What you have to do: Which lines in the entries below contain the word "brown"? Report each of them in full.

Data entries:
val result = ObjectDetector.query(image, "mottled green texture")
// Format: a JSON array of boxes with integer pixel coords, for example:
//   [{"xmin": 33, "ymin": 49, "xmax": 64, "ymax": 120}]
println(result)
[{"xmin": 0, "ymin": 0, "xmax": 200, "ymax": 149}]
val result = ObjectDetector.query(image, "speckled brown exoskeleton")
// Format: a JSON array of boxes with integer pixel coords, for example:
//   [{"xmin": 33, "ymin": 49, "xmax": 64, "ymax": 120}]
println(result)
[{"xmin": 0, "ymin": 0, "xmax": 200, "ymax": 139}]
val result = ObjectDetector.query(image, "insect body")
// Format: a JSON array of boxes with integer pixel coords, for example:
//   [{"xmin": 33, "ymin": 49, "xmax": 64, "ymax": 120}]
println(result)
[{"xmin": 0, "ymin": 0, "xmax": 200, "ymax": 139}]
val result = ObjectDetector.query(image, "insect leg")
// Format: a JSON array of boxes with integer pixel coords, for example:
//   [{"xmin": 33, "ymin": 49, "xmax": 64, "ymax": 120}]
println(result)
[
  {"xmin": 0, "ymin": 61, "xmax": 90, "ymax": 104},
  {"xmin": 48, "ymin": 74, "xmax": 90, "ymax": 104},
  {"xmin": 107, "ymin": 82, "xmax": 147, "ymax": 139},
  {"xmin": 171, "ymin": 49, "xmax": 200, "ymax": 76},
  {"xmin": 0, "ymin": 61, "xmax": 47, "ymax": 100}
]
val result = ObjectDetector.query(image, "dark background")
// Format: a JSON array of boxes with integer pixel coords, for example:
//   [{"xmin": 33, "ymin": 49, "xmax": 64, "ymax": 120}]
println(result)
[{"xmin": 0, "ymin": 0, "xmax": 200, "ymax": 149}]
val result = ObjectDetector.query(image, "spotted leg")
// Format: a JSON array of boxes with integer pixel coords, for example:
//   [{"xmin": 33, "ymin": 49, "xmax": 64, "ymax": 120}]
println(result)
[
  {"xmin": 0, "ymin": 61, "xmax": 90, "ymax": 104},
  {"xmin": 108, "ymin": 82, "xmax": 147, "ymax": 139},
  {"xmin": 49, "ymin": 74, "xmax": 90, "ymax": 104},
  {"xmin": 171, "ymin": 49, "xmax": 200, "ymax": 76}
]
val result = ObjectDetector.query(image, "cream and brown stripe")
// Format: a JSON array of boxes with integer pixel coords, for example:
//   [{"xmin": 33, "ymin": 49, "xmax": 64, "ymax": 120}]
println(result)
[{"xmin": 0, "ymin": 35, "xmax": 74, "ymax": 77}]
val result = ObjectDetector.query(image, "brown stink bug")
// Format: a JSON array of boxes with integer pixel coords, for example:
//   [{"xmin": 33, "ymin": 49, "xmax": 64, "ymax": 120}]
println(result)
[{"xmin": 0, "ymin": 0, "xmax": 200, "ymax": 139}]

Task result:
val result = ObjectDetector.query(image, "speckled brown exoskeleton")
val result = ObjectDetector.query(image, "cream and brown stripe")
val result = ObjectDetector.query(image, "brown stink bug")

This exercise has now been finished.